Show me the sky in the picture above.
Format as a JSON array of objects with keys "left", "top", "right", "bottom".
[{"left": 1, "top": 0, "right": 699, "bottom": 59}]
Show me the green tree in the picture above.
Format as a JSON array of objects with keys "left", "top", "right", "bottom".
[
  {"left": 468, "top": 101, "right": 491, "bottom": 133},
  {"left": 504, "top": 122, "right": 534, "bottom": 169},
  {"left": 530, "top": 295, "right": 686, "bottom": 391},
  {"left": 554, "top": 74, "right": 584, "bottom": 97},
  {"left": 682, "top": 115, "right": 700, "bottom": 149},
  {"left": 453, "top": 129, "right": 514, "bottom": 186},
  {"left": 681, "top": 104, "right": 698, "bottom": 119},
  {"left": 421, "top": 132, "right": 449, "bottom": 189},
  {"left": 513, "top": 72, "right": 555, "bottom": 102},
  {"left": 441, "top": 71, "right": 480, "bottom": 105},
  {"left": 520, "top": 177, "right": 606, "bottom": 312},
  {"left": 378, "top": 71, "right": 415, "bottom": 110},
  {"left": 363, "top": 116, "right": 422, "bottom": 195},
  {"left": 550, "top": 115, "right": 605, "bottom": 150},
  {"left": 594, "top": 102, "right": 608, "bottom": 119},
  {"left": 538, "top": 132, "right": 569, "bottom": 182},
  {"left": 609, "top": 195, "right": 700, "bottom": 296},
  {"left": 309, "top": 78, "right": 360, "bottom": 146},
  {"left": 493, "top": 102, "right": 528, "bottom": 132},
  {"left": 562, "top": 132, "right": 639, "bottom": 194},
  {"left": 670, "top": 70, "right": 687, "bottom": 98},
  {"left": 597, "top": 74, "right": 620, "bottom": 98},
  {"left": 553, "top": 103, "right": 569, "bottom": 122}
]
--
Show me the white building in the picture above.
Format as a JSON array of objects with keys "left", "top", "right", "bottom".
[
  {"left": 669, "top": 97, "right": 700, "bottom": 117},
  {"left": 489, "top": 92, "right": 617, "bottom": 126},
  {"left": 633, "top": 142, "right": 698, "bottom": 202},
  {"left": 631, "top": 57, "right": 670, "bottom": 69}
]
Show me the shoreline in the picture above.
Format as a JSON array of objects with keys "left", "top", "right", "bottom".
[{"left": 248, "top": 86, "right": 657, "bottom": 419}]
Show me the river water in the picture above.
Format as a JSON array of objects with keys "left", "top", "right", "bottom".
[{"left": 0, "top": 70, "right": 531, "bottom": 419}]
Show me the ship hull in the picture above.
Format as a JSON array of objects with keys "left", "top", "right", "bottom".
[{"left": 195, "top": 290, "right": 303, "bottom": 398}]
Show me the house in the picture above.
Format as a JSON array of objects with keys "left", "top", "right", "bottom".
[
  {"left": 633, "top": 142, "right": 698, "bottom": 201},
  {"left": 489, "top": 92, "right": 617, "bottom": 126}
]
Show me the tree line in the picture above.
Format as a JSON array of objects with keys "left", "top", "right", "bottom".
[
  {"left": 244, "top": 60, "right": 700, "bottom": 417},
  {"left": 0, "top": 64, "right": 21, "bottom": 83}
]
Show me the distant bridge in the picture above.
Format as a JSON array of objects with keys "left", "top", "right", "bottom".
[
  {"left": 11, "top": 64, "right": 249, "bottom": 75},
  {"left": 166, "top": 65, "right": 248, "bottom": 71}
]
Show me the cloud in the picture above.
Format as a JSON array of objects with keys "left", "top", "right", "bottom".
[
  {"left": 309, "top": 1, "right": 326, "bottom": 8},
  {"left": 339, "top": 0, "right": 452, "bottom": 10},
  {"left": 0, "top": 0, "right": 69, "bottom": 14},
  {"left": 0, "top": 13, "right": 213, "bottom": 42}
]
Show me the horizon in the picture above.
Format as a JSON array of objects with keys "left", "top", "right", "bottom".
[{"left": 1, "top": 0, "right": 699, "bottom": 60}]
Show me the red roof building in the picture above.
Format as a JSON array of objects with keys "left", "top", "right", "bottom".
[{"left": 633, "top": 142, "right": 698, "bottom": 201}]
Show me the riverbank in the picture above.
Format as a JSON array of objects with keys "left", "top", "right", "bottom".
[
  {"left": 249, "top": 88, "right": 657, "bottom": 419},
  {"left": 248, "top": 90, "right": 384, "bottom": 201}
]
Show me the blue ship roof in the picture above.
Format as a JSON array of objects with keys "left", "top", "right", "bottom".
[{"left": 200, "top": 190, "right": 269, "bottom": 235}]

# WHAT NEEDS TO BE DONE:
Where the data above reaches the line holding "Show me the sky in the picture above.", begin printing, and stop after the line holding "Show me the green tree in the picture above.". Each line must be reproduced exactly, with nothing else added.

# RESULT FOR THIS TASK:
Show me the sky in the picture above.
Format as a JSON array of objects with keys "left", "top", "right", "bottom".
[{"left": 1, "top": 0, "right": 699, "bottom": 59}]
Show me the green tree in the picture above.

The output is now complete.